Provided passage ▸
────────────────

Giacomo C.
August 16, 2007
Whenever anyone summarizes W.G. Sebald’s Vertigo, they usually paraphrase his American publisher New Directions and mention the “restless literary ghosts” that Sebald pursues in the book: Stendhal, Casanova, and Kafka. I’m a little surprised how long it took me to ask: What’s wrong with this list? Stendhal, Casanova, Kafka? Why is Casanova in that triumvirate? Giacomo Casanova (1725-1798), whose name has become has become a noun meaning “a man who engages in promiscuous love affairs” (Shorter OED 5th ed.), doesn’t immediately seem to fit into the Sebald pantheon.
So I went back this week and re-read the second chapter of Vertigo, called All’estero.In October 1980, Sebald’s narrator travels from Vienna to Venice, whereupon he starts to read the sections on Venice from Franz Grillparzer’s Italian Diary. On reading Grillparzer’s comments about the Doge’s palace, the narrator notes that
the resolutions passed here by the Council of State must surely be mysterious, immutable, and harsh, [Grillparzer] observed, calling the palace an enigma in stone. The nature of that enigma was apparently dread, and for as long as he was in Venice Grillparzer could not shake off a sense of the uncanny. Trained in the law himself, he dwelt on that palace where the legal authorities resided and in the inmost cavern of which , as he put it, the Invisible Principle brooded. (page 54)
Sebald’s narrator then shifts to “one of the victims of Venetian justice,” Casanova, who spent more than a year imprisoned there. (In 1788, Casanova published his memoir of imprisonment and escape.)
Casanova considered the limits of human reason. He established that, while it might be rare for a man to be driven insane, little was required to tip the balance. All that was needed was a slight shift, and nothing would be as it formerly was. In these deliberations, Casanova likened a lucid mind to a glass, which does not break of its own accord. Yet how easily it is shattered. One wrong move is all that it takes… It was soon apparent that the condemned in that gaol were honorable persons to a man, but for reasons which were known only to their Excellencies, and were not disclosed to the detainees, they had had to be removed from society. When the tribunal seized a criminal, it was already convinced of his guilt. After all, the rules by which the tribunal proceeded were underwritten by senators elected from among the most capable and virtuous of men. Casanova realised that he would have to come to terms with the fact that the standards which now applied were those of the legal system of the Republic rather than of his own sense of justice. (pages 56-7)
On reading this paragraph, which runs to more than four pages, I realized that Sebald seems to be suggesting the Republic of Venice as a kind of precursor to the “untouchable organization”(1) of Kafka’s The Castle or perhaps the legal bureaucracy of The Trial. One obvious difference is that Giacomo C. manages to escape the Doge’s prison while there is no escape for the land surveyor K. or the clerk Joseph K. I don’t think there is any way to read this brief section of Vertigo and not see strong Kafkaesque connotations.

────────────────

Data block ▸

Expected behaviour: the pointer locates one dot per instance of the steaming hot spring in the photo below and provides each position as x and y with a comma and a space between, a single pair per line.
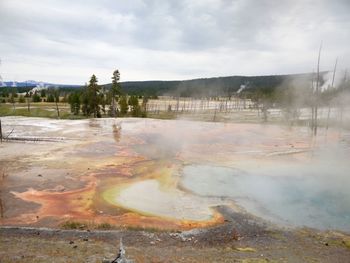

────────────────

What to do ▸
1. List the writers that the Giacomo C. post names as the "restless literary ghosts" Sebald pursues in Vertigo.
2. Print the part of the Giacomo C. post starting with "Sebald’s narrator then" and going on through "imprisonment and escape.)".

Answers per task ▸
1. Stendhal, Casanova, Kafka

2.
Sebald’s narrator then shifts to “one of the victims of Venetian justice,” Casanova, who spent more than a year imprisoned there. (In 1788, Casanova published his memoir of imprisonment and escape.)